Exercise prompt
Reproduce verbatim the lines of the material below, from the line containing "Target: white sea foam" through the last line of the material, inclusive.

Material provided
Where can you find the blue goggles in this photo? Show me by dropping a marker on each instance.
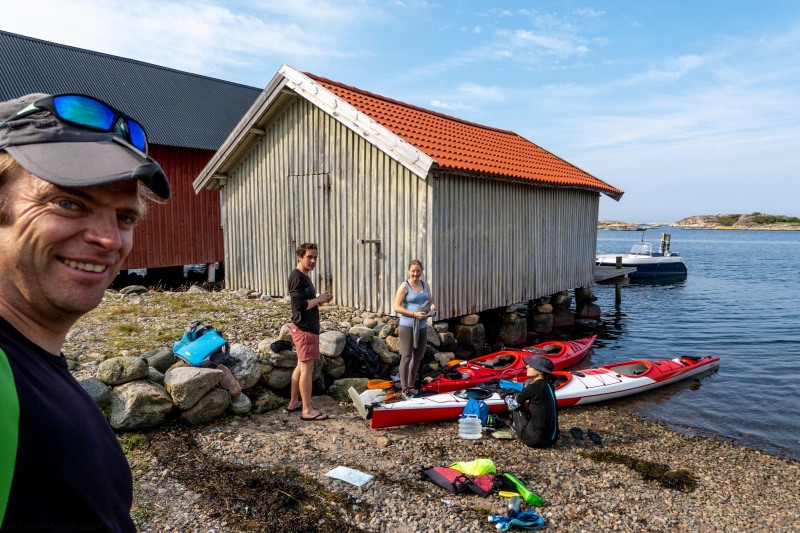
(90, 113)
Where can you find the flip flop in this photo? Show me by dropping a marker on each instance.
(320, 416)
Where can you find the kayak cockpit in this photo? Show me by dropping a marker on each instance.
(501, 361)
(632, 369)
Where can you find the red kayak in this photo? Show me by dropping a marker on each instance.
(576, 388)
(622, 379)
(508, 364)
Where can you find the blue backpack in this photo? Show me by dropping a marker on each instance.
(477, 408)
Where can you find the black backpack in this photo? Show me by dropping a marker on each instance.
(359, 356)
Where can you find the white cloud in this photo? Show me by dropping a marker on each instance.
(450, 106)
(589, 12)
(481, 92)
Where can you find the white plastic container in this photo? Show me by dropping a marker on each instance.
(469, 427)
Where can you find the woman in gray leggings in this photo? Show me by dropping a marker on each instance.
(408, 302)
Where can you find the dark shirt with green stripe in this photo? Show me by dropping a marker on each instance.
(61, 466)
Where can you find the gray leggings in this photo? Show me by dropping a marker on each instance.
(410, 359)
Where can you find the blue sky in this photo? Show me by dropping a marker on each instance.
(691, 107)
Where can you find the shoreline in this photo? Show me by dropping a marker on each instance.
(582, 490)
(232, 474)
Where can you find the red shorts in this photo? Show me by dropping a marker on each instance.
(305, 343)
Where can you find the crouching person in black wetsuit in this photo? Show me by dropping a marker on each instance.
(535, 418)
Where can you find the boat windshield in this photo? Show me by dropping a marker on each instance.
(642, 248)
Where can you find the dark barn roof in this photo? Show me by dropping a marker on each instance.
(176, 108)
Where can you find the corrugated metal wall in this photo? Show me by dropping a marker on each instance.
(186, 230)
(497, 243)
(311, 179)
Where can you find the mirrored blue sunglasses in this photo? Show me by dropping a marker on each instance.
(90, 113)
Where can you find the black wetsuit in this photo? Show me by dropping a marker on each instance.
(537, 424)
(61, 466)
(301, 291)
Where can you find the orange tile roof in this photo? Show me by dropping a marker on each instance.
(456, 144)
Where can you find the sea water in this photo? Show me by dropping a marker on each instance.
(740, 301)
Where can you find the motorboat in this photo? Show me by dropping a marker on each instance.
(649, 264)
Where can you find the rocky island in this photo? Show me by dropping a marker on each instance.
(732, 221)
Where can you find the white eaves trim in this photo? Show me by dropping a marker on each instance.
(404, 153)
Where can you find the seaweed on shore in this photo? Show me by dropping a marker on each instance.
(250, 498)
(682, 479)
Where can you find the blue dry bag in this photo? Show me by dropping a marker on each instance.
(477, 408)
(201, 343)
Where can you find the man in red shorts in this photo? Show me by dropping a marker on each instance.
(305, 331)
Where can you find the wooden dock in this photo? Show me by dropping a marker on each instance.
(617, 275)
(606, 273)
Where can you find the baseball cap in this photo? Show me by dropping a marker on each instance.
(540, 363)
(70, 155)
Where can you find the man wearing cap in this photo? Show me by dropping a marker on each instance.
(71, 170)
(535, 415)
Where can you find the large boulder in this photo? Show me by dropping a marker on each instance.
(207, 408)
(513, 334)
(470, 337)
(338, 390)
(470, 320)
(161, 359)
(276, 378)
(331, 343)
(98, 390)
(188, 384)
(561, 300)
(284, 359)
(543, 323)
(362, 332)
(267, 401)
(121, 370)
(241, 405)
(138, 405)
(246, 367)
(563, 317)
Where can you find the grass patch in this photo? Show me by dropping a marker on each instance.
(682, 480)
(132, 441)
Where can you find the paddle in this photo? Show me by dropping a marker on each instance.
(380, 384)
(388, 383)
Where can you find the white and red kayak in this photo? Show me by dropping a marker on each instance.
(622, 379)
(508, 364)
(574, 388)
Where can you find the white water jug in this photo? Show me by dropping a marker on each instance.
(469, 427)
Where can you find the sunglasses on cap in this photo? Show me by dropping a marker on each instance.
(91, 113)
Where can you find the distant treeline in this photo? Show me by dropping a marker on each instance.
(740, 220)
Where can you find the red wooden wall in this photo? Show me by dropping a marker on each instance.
(186, 230)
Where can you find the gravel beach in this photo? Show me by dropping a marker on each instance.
(737, 489)
(584, 486)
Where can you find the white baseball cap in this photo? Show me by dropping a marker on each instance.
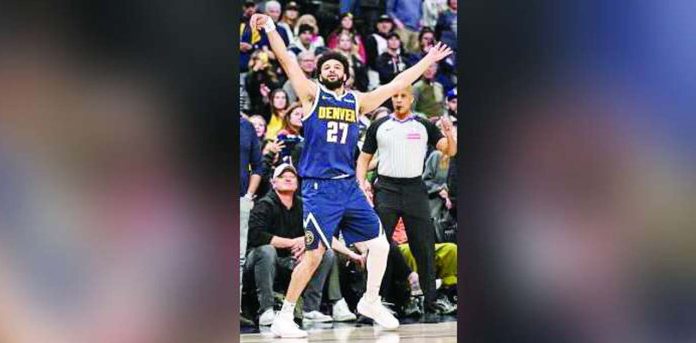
(279, 170)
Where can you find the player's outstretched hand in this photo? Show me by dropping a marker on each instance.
(258, 20)
(438, 52)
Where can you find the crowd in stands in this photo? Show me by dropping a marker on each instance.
(380, 40)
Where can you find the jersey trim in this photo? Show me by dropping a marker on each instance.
(315, 103)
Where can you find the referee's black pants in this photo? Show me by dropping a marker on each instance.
(408, 198)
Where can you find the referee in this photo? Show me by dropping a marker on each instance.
(402, 139)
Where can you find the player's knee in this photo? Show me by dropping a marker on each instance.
(379, 244)
(314, 257)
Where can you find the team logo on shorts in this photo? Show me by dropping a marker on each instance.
(309, 238)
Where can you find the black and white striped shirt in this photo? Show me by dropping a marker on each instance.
(402, 144)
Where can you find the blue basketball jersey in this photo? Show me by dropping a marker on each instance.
(331, 133)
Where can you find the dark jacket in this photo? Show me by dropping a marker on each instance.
(250, 161)
(270, 217)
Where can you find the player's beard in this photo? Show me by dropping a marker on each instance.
(331, 85)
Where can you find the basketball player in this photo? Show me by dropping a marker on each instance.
(330, 192)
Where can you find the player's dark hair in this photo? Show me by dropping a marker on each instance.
(333, 55)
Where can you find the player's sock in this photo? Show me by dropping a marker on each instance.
(288, 309)
(378, 251)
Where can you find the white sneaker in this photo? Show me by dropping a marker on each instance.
(378, 313)
(285, 327)
(316, 316)
(267, 317)
(341, 312)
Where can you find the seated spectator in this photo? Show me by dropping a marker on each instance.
(445, 267)
(358, 70)
(249, 39)
(260, 127)
(428, 94)
(260, 81)
(346, 26)
(277, 240)
(277, 109)
(376, 43)
(431, 11)
(272, 9)
(317, 41)
(289, 19)
(305, 41)
(393, 61)
(290, 135)
(452, 105)
(435, 178)
(446, 71)
(308, 64)
(407, 17)
(446, 28)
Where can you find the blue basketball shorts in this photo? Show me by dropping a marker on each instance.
(332, 206)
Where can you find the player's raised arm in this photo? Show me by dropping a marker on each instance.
(304, 88)
(370, 101)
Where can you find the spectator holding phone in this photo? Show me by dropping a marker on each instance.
(291, 135)
(277, 109)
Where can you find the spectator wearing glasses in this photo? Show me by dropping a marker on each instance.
(347, 26)
(308, 64)
(407, 16)
(277, 240)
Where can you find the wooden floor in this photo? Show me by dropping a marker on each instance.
(421, 333)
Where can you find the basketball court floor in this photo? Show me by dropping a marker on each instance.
(443, 332)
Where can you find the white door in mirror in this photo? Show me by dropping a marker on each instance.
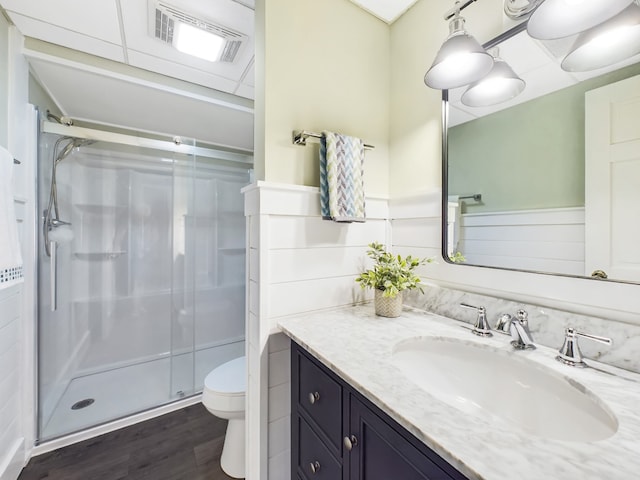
(612, 176)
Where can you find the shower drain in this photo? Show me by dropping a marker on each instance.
(82, 404)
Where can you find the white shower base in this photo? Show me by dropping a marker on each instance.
(124, 391)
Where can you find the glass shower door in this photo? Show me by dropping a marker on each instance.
(130, 282)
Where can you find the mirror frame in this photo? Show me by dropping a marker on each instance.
(445, 178)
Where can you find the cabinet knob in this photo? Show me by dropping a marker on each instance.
(350, 442)
(314, 467)
(314, 397)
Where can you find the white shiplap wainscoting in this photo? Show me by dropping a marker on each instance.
(544, 240)
(297, 263)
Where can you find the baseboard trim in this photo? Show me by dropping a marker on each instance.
(14, 462)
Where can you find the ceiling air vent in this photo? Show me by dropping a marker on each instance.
(164, 20)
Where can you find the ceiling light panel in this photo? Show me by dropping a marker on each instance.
(147, 52)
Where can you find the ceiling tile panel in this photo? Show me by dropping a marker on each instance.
(181, 71)
(67, 38)
(387, 10)
(95, 18)
(91, 96)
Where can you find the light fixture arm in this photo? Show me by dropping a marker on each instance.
(459, 6)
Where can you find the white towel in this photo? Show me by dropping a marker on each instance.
(10, 256)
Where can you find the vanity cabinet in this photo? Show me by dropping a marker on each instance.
(337, 434)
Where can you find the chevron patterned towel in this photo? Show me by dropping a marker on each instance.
(341, 178)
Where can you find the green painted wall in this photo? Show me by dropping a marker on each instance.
(528, 156)
(4, 81)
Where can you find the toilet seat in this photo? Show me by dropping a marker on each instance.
(225, 386)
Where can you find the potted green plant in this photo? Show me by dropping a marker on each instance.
(389, 277)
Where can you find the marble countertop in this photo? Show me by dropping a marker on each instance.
(357, 345)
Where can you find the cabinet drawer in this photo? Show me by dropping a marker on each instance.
(315, 462)
(321, 398)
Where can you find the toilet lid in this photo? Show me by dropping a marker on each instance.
(229, 377)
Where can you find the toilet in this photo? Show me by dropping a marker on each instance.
(223, 396)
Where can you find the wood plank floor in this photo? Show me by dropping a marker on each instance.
(182, 445)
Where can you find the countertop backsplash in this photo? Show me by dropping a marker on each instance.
(547, 325)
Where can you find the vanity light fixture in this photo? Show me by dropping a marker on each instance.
(461, 59)
(610, 42)
(562, 18)
(499, 85)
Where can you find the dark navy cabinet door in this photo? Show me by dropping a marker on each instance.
(381, 450)
(383, 453)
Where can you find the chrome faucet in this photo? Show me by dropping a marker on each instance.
(518, 328)
(570, 353)
(481, 327)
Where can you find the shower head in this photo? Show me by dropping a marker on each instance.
(73, 143)
(63, 120)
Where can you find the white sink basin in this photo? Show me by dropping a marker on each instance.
(484, 381)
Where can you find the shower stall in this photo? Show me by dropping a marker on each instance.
(141, 262)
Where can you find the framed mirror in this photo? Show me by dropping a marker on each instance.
(549, 181)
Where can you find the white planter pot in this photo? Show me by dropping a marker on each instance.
(387, 306)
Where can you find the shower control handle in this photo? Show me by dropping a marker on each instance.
(53, 273)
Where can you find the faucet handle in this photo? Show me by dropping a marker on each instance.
(522, 316)
(503, 323)
(481, 327)
(570, 353)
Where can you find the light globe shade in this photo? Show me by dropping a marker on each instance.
(461, 60)
(562, 18)
(500, 85)
(608, 43)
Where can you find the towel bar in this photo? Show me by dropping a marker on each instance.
(299, 137)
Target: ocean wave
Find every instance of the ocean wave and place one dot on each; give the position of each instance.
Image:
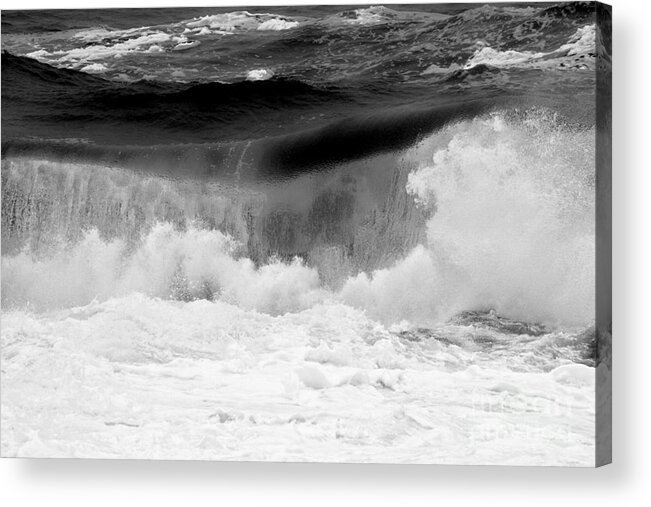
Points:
(511, 229)
(579, 52)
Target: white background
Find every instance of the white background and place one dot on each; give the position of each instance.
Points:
(626, 482)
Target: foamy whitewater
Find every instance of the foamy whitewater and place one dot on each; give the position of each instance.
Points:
(306, 235)
(272, 365)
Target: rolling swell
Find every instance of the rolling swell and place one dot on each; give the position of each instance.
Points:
(265, 159)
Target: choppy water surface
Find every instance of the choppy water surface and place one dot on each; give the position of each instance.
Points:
(305, 234)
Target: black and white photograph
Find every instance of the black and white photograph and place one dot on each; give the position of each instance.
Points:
(317, 233)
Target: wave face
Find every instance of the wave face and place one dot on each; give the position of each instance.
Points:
(313, 233)
(491, 213)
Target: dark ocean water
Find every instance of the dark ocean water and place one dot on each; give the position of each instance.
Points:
(308, 233)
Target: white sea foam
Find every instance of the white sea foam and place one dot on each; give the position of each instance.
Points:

The result
Target: white sea foam
Find every instance of the white sea foam and place one dot on each; give the position of each instance.
Points:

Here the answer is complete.